··· MATERIAL PROVIDED ···
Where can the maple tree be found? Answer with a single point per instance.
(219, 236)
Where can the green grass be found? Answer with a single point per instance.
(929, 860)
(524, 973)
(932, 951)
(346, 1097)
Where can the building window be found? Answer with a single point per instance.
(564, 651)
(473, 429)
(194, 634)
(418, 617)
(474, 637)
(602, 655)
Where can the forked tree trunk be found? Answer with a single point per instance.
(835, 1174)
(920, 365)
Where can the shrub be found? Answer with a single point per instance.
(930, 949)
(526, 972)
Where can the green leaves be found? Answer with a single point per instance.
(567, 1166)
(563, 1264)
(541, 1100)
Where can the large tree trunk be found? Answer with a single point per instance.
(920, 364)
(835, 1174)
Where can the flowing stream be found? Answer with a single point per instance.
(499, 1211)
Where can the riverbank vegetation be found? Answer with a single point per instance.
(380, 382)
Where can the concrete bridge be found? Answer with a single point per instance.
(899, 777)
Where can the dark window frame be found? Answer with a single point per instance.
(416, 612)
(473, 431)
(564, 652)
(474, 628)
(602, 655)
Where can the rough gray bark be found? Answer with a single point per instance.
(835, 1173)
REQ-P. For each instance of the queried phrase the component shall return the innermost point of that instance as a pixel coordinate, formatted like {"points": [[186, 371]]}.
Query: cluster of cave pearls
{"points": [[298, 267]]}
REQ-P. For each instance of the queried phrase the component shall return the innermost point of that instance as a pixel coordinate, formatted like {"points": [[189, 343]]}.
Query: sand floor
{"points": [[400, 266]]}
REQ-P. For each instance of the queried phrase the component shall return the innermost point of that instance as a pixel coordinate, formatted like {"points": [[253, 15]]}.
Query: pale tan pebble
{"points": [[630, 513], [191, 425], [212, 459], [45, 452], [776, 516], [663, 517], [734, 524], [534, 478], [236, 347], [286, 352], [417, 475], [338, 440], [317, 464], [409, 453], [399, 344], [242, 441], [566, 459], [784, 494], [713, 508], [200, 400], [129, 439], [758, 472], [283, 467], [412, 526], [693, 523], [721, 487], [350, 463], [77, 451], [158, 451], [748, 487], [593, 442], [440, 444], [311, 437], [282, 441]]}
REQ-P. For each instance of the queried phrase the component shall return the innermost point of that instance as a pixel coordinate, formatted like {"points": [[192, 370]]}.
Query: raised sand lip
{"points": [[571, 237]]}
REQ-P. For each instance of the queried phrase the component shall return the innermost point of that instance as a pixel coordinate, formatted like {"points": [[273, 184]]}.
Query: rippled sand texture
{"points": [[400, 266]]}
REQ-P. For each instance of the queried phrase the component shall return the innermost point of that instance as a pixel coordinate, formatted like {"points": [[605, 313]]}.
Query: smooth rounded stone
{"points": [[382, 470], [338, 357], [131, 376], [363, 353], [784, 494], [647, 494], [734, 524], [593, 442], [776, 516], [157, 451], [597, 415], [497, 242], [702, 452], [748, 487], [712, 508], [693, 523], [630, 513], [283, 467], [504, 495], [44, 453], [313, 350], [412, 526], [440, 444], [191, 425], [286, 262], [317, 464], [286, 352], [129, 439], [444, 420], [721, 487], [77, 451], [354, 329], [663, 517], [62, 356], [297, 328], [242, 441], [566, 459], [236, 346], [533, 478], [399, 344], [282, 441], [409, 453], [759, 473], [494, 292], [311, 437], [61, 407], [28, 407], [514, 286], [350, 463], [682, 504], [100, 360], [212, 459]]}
···
ASSIGNED TASK. Each line of the entries above that has the word "formatted" is to be copied.

WRITTEN RESPONSE.
REQ-P. For each instance of the queried phrase the component shall return the innermost point of that instance as a pixel coordinate, formatted like {"points": [[186, 371]]}.
REQ-P. For each instance of the queried phrase the component shall return the innermost point of that instance as a pixel coordinate, formatted like {"points": [[189, 343]]}.
REQ-P. For each instance of the queried phrase the component shall return the innermost point of that instance as a pixel coordinate, formatted like {"points": [[253, 15]]}.
REQ-P. For each instance of the queried phrase the component shall return the innermost point of that instance as a pixel coordinate, formatted like {"points": [[192, 370]]}.
REQ-P. For each instance of the queried phrase the component shall return the innermost point of that instance as a pixel coordinate, formatted like {"points": [[273, 184]]}.
REQ-P. For each instance of the queried phrase the component shall return the innermost point of that instance as a pixel coordinate, formatted like {"points": [[605, 313]]}.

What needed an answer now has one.